▸ **TUGAS WAJIB A**
Kumpulkan semua baris di bawah yang memuat kata "plate" dan salin baris itu utuh. Huruf besar dan kecil dibedakan.

Yogyakarta, PSKK UGM — Berbicara tentang kebijakan pangan, ada tiga hal pokok pembahasan di dalamnya, yaitu food production, food distribution, dan food consumption—bagaimana pangan diproduksi, didistribusikan serta dikonsumsi. Keitga hal inilah yang biasa diintervensi oleh pemerintah, tak terkecuali di masa pemerintahan Jokowi-JK.
Saat ini pemerintah gencar menjalankan beragam program untuk meningkatkan produksi pangan dalam negeri. Presiden Joko Widodo bahkan memberi target tiga tahun bagi menteri pertanian untuk program swasembada beras, kedelai, dan jagung. Jika tidak tercapai, posisi menteri akan digantikan. Tak hanya sampai di situ, Indonesia juga ditargetkan untuk mencapai swasembada gula dan daging sapi.
Getolnya kerja peningkatan produksi ini terlihat dari beberapa program Kementerian Pertanian, antara lain pencetakan lahan sawah baru, pembangunan waduk dan saluran irigasi, pengadaan mesin traktor hingga pemberian subsidi untuk pupuk dan benih.
Terutama untuk pembangunan waduk, Pakar Ekonomi Pertanian, Pusat Studi Kependudukan dan Kebijakan UGM, Dr. Jangkung Handoyo Mulyo, M.Ec mengatakan, tentu tidak bisa seperti legenda Bandung Bondowoso yang dalam waktu singkat berhasil mendirikan ratusan candi. Program pembangunan 49 waduk yang akan dilakukan selama masa pemerintahan Jokowi disangsikan.
“Pembangunan waduk tidak bisa serta merta dilakukan begitu saja. Ada kaidah-kaidah yang harus dipenuhi, misalnya studi kelayakan dengan melihat beragam aspek baik teknis, ekonomi, sosial, dan lingkungan. Oleh karena itu, pembangunan tersebut tidak bisa diletakkan dalam capaian jangka pendek, melainkan jangka panjang,” kata Jangkung.

▸ **TUGAS WAJIB B**
Tolong lanjutkan artikel tentang kebijakan pangan di atas, dimulai setelah kalimat terakhirnya.

▸ **BARIS DATA TUGAS**
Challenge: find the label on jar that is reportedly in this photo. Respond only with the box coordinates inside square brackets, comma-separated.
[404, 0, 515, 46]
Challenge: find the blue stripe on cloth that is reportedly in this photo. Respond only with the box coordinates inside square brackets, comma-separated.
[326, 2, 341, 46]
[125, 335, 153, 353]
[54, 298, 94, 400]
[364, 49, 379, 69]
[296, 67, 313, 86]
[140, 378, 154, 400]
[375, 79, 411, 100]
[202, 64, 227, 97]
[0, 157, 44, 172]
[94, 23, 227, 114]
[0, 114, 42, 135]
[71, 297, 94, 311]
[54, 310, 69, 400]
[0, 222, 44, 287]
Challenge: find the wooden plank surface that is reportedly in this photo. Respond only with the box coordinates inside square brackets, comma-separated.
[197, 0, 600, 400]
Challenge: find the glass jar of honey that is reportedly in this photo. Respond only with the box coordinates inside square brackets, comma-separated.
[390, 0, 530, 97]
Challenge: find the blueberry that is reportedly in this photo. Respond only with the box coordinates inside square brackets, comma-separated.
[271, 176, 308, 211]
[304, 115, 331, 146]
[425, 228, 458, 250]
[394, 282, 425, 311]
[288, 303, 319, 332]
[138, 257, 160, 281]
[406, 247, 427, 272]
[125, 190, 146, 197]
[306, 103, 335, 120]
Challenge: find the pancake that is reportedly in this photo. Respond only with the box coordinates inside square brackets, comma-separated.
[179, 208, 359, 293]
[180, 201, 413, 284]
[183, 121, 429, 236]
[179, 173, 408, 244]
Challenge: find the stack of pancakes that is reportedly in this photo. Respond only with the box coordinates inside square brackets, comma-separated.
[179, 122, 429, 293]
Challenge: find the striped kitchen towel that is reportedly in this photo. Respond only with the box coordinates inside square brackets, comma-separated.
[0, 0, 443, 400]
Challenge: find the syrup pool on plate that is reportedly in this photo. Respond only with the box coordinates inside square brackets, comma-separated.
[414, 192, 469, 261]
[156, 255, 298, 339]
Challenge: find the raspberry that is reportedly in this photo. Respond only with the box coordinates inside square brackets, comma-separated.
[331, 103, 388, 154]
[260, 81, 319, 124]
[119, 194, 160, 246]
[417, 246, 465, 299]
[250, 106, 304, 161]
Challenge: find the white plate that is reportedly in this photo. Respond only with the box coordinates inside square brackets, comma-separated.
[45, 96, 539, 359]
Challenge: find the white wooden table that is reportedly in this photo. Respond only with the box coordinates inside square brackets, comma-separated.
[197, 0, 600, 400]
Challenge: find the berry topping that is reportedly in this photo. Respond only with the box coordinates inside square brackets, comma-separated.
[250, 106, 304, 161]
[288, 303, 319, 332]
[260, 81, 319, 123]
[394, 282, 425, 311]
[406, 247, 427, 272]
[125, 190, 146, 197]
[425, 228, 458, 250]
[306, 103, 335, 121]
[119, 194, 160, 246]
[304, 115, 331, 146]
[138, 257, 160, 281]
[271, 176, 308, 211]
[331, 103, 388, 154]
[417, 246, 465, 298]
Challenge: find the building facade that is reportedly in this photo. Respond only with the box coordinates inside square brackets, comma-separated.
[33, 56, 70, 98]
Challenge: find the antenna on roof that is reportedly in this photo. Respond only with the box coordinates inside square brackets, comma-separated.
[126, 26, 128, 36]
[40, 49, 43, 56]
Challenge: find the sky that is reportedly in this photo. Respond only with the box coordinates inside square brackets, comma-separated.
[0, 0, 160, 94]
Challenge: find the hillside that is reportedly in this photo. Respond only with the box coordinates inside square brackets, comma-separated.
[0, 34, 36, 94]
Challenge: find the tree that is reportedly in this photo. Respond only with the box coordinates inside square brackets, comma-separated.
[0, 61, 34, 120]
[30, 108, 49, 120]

▸ **JAWABAN AKHIR A**
Challenge: find the syrup pool on plate that is reportedly in this photo. Respond only with the box coordinates inside square brackets, comma-separated.
Challenge: find the white plate that is reportedly in this photo. Respond only with the box coordinates inside square brackets, comma-separated.

▸ **JAWABAN AKHIR B**
Memang, pembangunan dalam skala besar dengan nol risiko (zero risk) itu tidaklah mungkin. Namun, pemerintah tetap perlu menerapkan kebijakan yang mampu meminimalisir dampak negatifnya sehingga manfaat atau benefit dari program pembangunan tersebut lebih besar secara keseluruhan. Namun, seringkali pembangunan infrastruktur tidak mengindahkan aspek-aspek lainnya, terutama dampak sosial dan lingkungan.
Intervensi kebijakan permintaan pangan
Bisa dipahami mengapa kebijakan untuk meningkatkan hasil produksi pangan getol dilakukan. Saat ini kemampuan Indonesia dalam menghasilkan pangan sudah jauh lebih rendah. Padahal, jumlah penduduknya terus meningkat. Kemampuan untuk mencetak lahan sawah baru saat ini masih lebih rendah dibandingkan dengan jumlah lahan yang dikonversi.
Umumnya, lahan yang dikonversi merupakan lahan strategis dan subur. Artinya, dekat dengan akses jalan, dan banyak investasi pemerintah di situ seperti saluran irigasi. Bagi Jangkung, ini sebetulnya merupakan bentuk kehilangan yang besar. Kita bisa saja mencetak lahan baru, tapi tingkat kesuburan atau kemampuan untuk menghasilkan belum tentu sebanding dengan yang sebelumnya.
Di lain sisi, Indonesia juga kini tampil sebagai negara dengan perekonomian yang tumbuh cukup baik. “Saat ekonomi bertumbuh, bisa dikatakan akan terjadi peningkatan permintaan terhadap pangan. Artinya, beban untuk menghasilkan pangan pun begitu luar biasa. Sayangnya, saat bicara kebutuhan pangan, mayoritas penduduk masih menyamakannya dengan kebutuhan akan beras,” kata Jangkung lagi.
Program untuk meningkatkan suplai pangan memang lebih terdengar gaungnya. Sementara kebijakan yang memengaruhi aspek demand atau permintaan seperti diversifikasi konsumsi pangan lokal kurang begitu populer. Contohnya, mengurangi konsumsi beras dan menggantinya dengan sumber karbohidrat lainnya. Indonesia memiliki keanekaragaman pangan lokal yang bisa menggantikan beras seperti singkong, jagung, gembili, talas, dan sagu.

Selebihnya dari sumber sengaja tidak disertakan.